Document segment:
==========
Overlaying rtsp feeds and streaming to web

Arnold · April 22, 2024, 2:00pm

• Jetson Xavier NX
• DeepStream 6.3
• GStreamer 1.16.3
• Issue Type: Question

Hello Community,

With the hardware and specs I’ve listed, what would be an efficient way to overlay, say, half a dozen RTSP feeds with simple graphics (like circles, text, boxes) and then stream them to web? I’d prefer a method with fairly low latency (a constant delay of preferably sub-5 seconds). If GStreamer isn’t an ideal approach, I’m open to other suggestions. I’d be especially grateful if there’s an example or two you can point me to, thanks.

[Note: My Jetson device is tied to the abovementioned GStreamer version, and an upgrade isn’t officially recommended - users on the NVIDIA forums have reported that this brings up complications, such as necessitating a device reflash.]

Honey_Patouceul · April 22, 2024, 8:22pm

For your Xavier NX platform, I think that your best bet for performance would be using NV DeepStream gst nvdsosd plugin.
Sorry I can’t help much further with putting your metadata into NvDsBatchMeta structure, but if you can provide a test code it would be easier to test and provide some advice if any.
Someone better skilled with DS may better advise.

Arnold · April 23, 2024, 3:02pm

Thanks
Here’s a minimal code to demonstrate my overall aim:

import cv2
from flask import Flask, Response
from imutils.video import VideoStream
import queue
from threading import Thread

app = Flask(__name__)

# Queue for data communication
msg_queue = queue.Queue()

# Colours, dimensions and other settings
RED = (0, 0, 255)
src_width = 1920
src_height = 1080

# RTSP urls
src_url = "rtsp://{feedpath}"

def populate_queue(msg_queue=msg_queue):
# Here I maintain a queue of centroid coordinates received from another program
# This function is not strictly needed for this minimal example, I only include
# it to paint a picture of the overall structure of the program

    while True:
        try:
            # Store centroid coordinates as dictionary in the message queue
            msg_queue.put( {sample x, y} )
==========
Exercise task A: Translate this sentence from the forum thread on overlaying RTSP feeds into Spanish: "For your Xavier NX platform, I think that your best bet for performance would be using NV DeepStream gst nvdsosd plugin."

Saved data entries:
==========
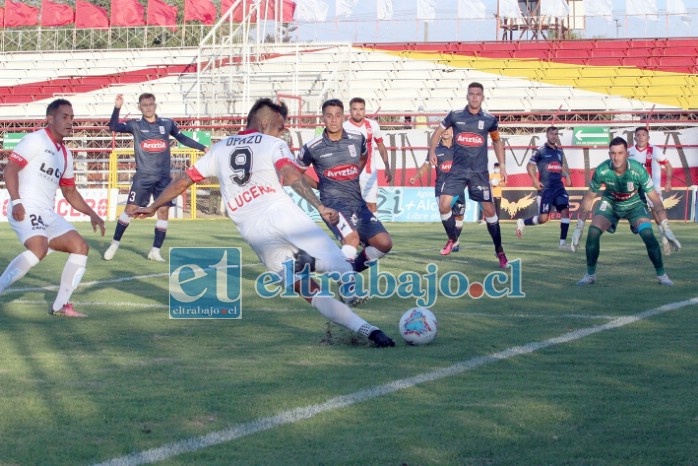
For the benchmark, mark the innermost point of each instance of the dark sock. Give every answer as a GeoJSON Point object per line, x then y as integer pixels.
{"type": "Point", "coordinates": [593, 248]}
{"type": "Point", "coordinates": [496, 234]}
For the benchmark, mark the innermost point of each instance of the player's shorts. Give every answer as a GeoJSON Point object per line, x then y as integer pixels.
{"type": "Point", "coordinates": [646, 200]}
{"type": "Point", "coordinates": [39, 222]}
{"type": "Point", "coordinates": [369, 186]}
{"type": "Point", "coordinates": [358, 219]}
{"type": "Point", "coordinates": [478, 184]}
{"type": "Point", "coordinates": [280, 231]}
{"type": "Point", "coordinates": [144, 186]}
{"type": "Point", "coordinates": [610, 210]}
{"type": "Point", "coordinates": [556, 197]}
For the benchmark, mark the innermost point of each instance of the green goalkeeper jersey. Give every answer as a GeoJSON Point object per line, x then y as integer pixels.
{"type": "Point", "coordinates": [622, 190]}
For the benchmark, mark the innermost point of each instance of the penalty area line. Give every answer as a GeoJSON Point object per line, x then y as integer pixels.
{"type": "Point", "coordinates": [299, 414]}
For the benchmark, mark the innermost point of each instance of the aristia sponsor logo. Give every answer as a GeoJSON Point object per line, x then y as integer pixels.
{"type": "Point", "coordinates": [470, 140]}
{"type": "Point", "coordinates": [154, 145]}
{"type": "Point", "coordinates": [342, 172]}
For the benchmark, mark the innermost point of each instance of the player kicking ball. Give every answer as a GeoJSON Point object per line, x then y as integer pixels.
{"type": "Point", "coordinates": [248, 166]}
{"type": "Point", "coordinates": [623, 179]}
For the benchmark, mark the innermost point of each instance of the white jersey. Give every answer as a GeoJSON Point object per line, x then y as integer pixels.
{"type": "Point", "coordinates": [372, 132]}
{"type": "Point", "coordinates": [246, 167]}
{"type": "Point", "coordinates": [652, 159]}
{"type": "Point", "coordinates": [46, 165]}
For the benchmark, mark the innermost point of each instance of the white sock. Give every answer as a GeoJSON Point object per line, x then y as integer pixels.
{"type": "Point", "coordinates": [349, 251]}
{"type": "Point", "coordinates": [70, 279]}
{"type": "Point", "coordinates": [18, 268]}
{"type": "Point", "coordinates": [337, 312]}
{"type": "Point", "coordinates": [124, 218]}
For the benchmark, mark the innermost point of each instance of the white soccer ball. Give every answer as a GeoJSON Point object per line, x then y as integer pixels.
{"type": "Point", "coordinates": [418, 326]}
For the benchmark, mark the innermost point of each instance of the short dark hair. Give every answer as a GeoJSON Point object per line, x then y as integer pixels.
{"type": "Point", "coordinates": [332, 103]}
{"type": "Point", "coordinates": [260, 104]}
{"type": "Point", "coordinates": [618, 141]}
{"type": "Point", "coordinates": [53, 106]}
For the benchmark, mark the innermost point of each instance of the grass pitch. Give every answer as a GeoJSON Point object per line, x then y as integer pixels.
{"type": "Point", "coordinates": [128, 379]}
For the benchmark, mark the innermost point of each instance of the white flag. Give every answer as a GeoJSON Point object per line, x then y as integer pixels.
{"type": "Point", "coordinates": [645, 8]}
{"type": "Point", "coordinates": [471, 9]}
{"type": "Point", "coordinates": [426, 10]}
{"type": "Point", "coordinates": [554, 8]}
{"type": "Point", "coordinates": [311, 10]}
{"type": "Point", "coordinates": [599, 8]}
{"type": "Point", "coordinates": [509, 9]}
{"type": "Point", "coordinates": [343, 8]}
{"type": "Point", "coordinates": [384, 9]}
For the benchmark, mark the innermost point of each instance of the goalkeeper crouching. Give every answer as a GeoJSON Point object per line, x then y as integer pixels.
{"type": "Point", "coordinates": [622, 179]}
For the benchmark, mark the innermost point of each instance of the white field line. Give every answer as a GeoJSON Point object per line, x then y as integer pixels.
{"type": "Point", "coordinates": [299, 414]}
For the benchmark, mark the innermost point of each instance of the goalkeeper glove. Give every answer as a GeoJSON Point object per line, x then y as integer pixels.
{"type": "Point", "coordinates": [668, 234]}
{"type": "Point", "coordinates": [577, 235]}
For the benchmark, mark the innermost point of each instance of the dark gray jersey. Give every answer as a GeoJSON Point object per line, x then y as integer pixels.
{"type": "Point", "coordinates": [151, 142]}
{"type": "Point", "coordinates": [337, 166]}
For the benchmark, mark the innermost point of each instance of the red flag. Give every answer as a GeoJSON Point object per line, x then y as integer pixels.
{"type": "Point", "coordinates": [56, 14]}
{"type": "Point", "coordinates": [19, 14]}
{"type": "Point", "coordinates": [127, 13]}
{"type": "Point", "coordinates": [267, 10]}
{"type": "Point", "coordinates": [89, 16]}
{"type": "Point", "coordinates": [240, 10]}
{"type": "Point", "coordinates": [200, 10]}
{"type": "Point", "coordinates": [162, 14]}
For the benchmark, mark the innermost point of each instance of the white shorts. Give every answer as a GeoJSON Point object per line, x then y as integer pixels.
{"type": "Point", "coordinates": [650, 203]}
{"type": "Point", "coordinates": [369, 186]}
{"type": "Point", "coordinates": [282, 230]}
{"type": "Point", "coordinates": [39, 222]}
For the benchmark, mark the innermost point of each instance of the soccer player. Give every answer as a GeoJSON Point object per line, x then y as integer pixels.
{"type": "Point", "coordinates": [444, 157]}
{"type": "Point", "coordinates": [151, 144]}
{"type": "Point", "coordinates": [622, 179]}
{"type": "Point", "coordinates": [38, 165]}
{"type": "Point", "coordinates": [549, 163]}
{"type": "Point", "coordinates": [248, 166]}
{"type": "Point", "coordinates": [370, 129]}
{"type": "Point", "coordinates": [338, 157]}
{"type": "Point", "coordinates": [470, 129]}
{"type": "Point", "coordinates": [653, 160]}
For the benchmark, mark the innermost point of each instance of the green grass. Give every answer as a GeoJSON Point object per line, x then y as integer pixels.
{"type": "Point", "coordinates": [127, 379]}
==========
Exercise task B: From the records, extract the lines running from the line that contains "the green grass." through the end of the records, both ends included, and reproduce them without any change.

Written response A: Para tu plataforma Xavier NX, creo que tu mejor opción en cuanto a rendimiento sería usar el plugin gst nvdsosd de NV DeepStream.

Written response B:
For the benchmark, mark the innermost point of each instance of the green grass. Give every answer as a GeoJSON Point object per line, x then y as integer pixels.
{"type": "Point", "coordinates": [127, 379]}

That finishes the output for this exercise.